-- Begin Records for this task --

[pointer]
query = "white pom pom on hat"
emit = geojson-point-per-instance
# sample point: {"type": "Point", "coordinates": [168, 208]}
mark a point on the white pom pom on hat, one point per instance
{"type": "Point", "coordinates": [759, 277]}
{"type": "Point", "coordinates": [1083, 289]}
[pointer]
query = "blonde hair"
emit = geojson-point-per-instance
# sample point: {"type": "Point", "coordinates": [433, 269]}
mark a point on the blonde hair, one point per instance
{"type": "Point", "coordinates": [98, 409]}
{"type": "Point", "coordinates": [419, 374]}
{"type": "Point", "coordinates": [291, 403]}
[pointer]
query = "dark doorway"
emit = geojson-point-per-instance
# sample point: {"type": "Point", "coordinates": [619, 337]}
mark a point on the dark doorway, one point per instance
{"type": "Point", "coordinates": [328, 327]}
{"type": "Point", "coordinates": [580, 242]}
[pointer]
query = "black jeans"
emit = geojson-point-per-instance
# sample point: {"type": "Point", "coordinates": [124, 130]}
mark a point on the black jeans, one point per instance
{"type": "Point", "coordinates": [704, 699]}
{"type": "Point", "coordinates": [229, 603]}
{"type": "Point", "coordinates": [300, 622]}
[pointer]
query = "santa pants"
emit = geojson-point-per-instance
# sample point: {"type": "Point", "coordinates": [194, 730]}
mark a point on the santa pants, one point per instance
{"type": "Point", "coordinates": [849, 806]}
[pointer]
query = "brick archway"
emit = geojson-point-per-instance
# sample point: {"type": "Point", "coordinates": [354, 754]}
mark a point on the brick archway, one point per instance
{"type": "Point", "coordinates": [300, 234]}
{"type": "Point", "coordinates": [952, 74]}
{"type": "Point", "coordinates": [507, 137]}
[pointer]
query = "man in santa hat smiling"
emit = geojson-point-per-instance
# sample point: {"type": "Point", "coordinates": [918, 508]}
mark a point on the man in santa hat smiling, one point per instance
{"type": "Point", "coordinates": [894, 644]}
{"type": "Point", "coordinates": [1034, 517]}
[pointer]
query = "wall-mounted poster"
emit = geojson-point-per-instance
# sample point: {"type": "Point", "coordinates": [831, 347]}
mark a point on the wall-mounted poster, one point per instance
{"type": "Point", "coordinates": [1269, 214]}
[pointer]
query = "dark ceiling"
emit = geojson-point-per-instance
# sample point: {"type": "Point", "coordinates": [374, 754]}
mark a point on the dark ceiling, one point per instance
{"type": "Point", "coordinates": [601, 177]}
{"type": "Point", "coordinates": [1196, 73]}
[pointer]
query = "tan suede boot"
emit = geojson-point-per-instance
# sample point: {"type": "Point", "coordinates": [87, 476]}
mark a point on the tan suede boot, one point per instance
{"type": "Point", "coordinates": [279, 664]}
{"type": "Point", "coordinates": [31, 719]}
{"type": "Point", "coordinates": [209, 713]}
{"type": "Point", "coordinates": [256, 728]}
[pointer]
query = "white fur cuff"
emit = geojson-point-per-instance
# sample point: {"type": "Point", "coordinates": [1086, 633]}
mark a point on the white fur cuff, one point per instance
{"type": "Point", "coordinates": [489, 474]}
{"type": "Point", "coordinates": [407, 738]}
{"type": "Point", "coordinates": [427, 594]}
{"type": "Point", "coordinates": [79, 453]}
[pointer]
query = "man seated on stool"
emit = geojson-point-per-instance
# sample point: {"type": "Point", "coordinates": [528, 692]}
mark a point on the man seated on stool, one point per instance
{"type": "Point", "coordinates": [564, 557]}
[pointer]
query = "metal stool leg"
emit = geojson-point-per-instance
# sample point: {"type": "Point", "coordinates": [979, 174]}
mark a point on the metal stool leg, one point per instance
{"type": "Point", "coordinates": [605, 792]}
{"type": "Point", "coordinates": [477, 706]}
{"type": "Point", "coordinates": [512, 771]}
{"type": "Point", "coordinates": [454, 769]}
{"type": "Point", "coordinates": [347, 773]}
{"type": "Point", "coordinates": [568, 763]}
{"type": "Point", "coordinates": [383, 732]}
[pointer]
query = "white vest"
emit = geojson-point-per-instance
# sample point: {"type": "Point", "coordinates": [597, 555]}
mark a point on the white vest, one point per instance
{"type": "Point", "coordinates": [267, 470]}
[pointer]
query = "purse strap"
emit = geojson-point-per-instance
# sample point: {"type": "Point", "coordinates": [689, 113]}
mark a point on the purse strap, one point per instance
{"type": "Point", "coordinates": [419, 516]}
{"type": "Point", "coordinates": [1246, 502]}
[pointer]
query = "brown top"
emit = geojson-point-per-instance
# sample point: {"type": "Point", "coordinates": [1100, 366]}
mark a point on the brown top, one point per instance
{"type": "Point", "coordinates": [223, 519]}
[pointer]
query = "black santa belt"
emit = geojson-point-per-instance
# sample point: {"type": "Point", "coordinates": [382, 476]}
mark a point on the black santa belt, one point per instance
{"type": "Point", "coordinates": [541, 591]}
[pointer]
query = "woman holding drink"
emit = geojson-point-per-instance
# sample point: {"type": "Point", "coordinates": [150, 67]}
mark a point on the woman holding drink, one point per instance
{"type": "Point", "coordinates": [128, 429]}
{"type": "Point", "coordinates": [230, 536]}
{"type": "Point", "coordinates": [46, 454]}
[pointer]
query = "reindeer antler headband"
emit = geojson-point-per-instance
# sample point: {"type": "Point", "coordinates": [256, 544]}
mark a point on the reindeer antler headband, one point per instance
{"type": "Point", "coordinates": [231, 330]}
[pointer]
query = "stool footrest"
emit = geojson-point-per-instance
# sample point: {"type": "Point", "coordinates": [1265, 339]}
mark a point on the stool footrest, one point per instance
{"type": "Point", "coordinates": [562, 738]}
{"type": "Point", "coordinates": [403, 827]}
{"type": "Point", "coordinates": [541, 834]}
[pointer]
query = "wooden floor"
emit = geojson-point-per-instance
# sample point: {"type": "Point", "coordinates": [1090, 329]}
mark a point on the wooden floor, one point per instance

-- End Records for this task --

Write out every entry again, keeping each line exactly the same.

[pointer]
query = "white pom pom on hat"
emit = geojson-point-per-instance
# sample point: {"type": "Point", "coordinates": [168, 208]}
mark a point on the white pom pom on hat, one point per instance
{"type": "Point", "coordinates": [759, 277]}
{"type": "Point", "coordinates": [1083, 289]}
[pointer]
query = "blonde hair"
emit = geojson-point-per-instance
# sample point: {"type": "Point", "coordinates": [433, 269]}
mark a point on the blonde hair, one point per instance
{"type": "Point", "coordinates": [98, 409]}
{"type": "Point", "coordinates": [419, 374]}
{"type": "Point", "coordinates": [291, 403]}
[pointer]
query = "dark doorway"
emit = geojson-point-per-instance
# sample point: {"type": "Point", "coordinates": [619, 337]}
mark a point on the dark doorway, one point per instance
{"type": "Point", "coordinates": [328, 327]}
{"type": "Point", "coordinates": [580, 242]}
[pointer]
query = "black jeans"
emit = geojson-point-per-instance
# sample point: {"type": "Point", "coordinates": [124, 130]}
mark a point on the black jeans, one point per instance
{"type": "Point", "coordinates": [704, 699]}
{"type": "Point", "coordinates": [229, 603]}
{"type": "Point", "coordinates": [300, 622]}
[pointer]
query = "santa pants"
emit = geojson-point-per-instance
# sample point: {"type": "Point", "coordinates": [194, 730]}
mark a point on the santa pants, one point per instance
{"type": "Point", "coordinates": [849, 806]}
[pointer]
query = "brick archway"
emit = geojson-point-per-instance
# sample point: {"type": "Point", "coordinates": [354, 754]}
mark a point on the brick archway, one point per instance
{"type": "Point", "coordinates": [300, 234]}
{"type": "Point", "coordinates": [952, 74]}
{"type": "Point", "coordinates": [507, 137]}
[pointer]
query = "man in santa hat smiling"
emit = geojson-point-per-instance
# sample point: {"type": "Point", "coordinates": [918, 508]}
mark a point on the man in santa hat smiling, one point per instance
{"type": "Point", "coordinates": [894, 644]}
{"type": "Point", "coordinates": [1034, 517]}
[pointer]
query = "wall-mounted poster"
emit = geojson-point-per-instance
# sample point: {"type": "Point", "coordinates": [831, 347]}
mark a point on the wall-mounted poster, one point per instance
{"type": "Point", "coordinates": [1269, 214]}
[pointer]
query = "dark ceiling"
emit = geojson-point-per-instance
# sample point: {"type": "Point", "coordinates": [374, 754]}
mark a point on the dark ceiling, one point per instance
{"type": "Point", "coordinates": [601, 177]}
{"type": "Point", "coordinates": [1196, 73]}
[pointer]
query = "tan suede boot"
emit = geojson-point-per-instance
# sample point: {"type": "Point", "coordinates": [87, 476]}
mark a point on the tan suede boot, one point per instance
{"type": "Point", "coordinates": [279, 664]}
{"type": "Point", "coordinates": [31, 719]}
{"type": "Point", "coordinates": [209, 713]}
{"type": "Point", "coordinates": [256, 728]}
[pointer]
query = "white fur cuff"
emit = geojson-point-per-instance
# sample point: {"type": "Point", "coordinates": [1086, 633]}
mark a point on the white fur cuff, one point per instance
{"type": "Point", "coordinates": [489, 474]}
{"type": "Point", "coordinates": [407, 738]}
{"type": "Point", "coordinates": [427, 594]}
{"type": "Point", "coordinates": [79, 453]}
[pointer]
query = "man seated on stool"
emit = geojson-point-per-instance
# sample point: {"type": "Point", "coordinates": [528, 692]}
mark a point on the man seated on stool, one point per instance
{"type": "Point", "coordinates": [564, 557]}
[pointer]
query = "metal stool leg"
emit = geojson-point-per-instance
# sample point: {"type": "Point", "coordinates": [979, 174]}
mark a point on the metal stool leg, one point per instance
{"type": "Point", "coordinates": [605, 792]}
{"type": "Point", "coordinates": [477, 706]}
{"type": "Point", "coordinates": [512, 771]}
{"type": "Point", "coordinates": [454, 769]}
{"type": "Point", "coordinates": [347, 773]}
{"type": "Point", "coordinates": [568, 763]}
{"type": "Point", "coordinates": [383, 732]}
[pointer]
query = "white vest"
emit = geojson-point-per-instance
# sample point: {"type": "Point", "coordinates": [597, 555]}
mark a point on the white vest, one point per instance
{"type": "Point", "coordinates": [267, 470]}
[pointer]
query = "purse strap"
emit = geojson-point-per-instance
# sample point: {"type": "Point", "coordinates": [689, 113]}
mark a point on the purse strap, one point per instance
{"type": "Point", "coordinates": [419, 516]}
{"type": "Point", "coordinates": [1246, 502]}
[pointer]
query = "brown top"
emit = geojson-point-per-instance
# sample point: {"type": "Point", "coordinates": [1100, 366]}
mark a point on the brown top, one point per instance
{"type": "Point", "coordinates": [223, 519]}
[pointer]
query = "black santa belt"
emit = geojson-point-per-instance
# sample point: {"type": "Point", "coordinates": [382, 476]}
mark a point on the black santa belt, one point per instance
{"type": "Point", "coordinates": [541, 591]}
[pointer]
query = "woman holding drink"
emit = geojson-point-per-instance
# sample point: {"type": "Point", "coordinates": [150, 67]}
mark a point on the woman holding drink, one point per instance
{"type": "Point", "coordinates": [128, 429]}
{"type": "Point", "coordinates": [230, 536]}
{"type": "Point", "coordinates": [46, 454]}
[pointer]
query = "reindeer antler headband"
emit = geojson-point-per-instance
# sample point: {"type": "Point", "coordinates": [256, 544]}
mark a point on the reindeer antler headband, one point per instance
{"type": "Point", "coordinates": [231, 330]}
[pointer]
query = "stool footrest"
emit = geojson-point-per-instance
# sample point: {"type": "Point", "coordinates": [1265, 339]}
mark a point on the stool footrest, one point per instance
{"type": "Point", "coordinates": [562, 738]}
{"type": "Point", "coordinates": [403, 827]}
{"type": "Point", "coordinates": [541, 834]}
[pointer]
query = "wooden floor"
emit = geojson-point-per-instance
# sample point: {"type": "Point", "coordinates": [1090, 329]}
mark a point on the wooden floor, one point per instance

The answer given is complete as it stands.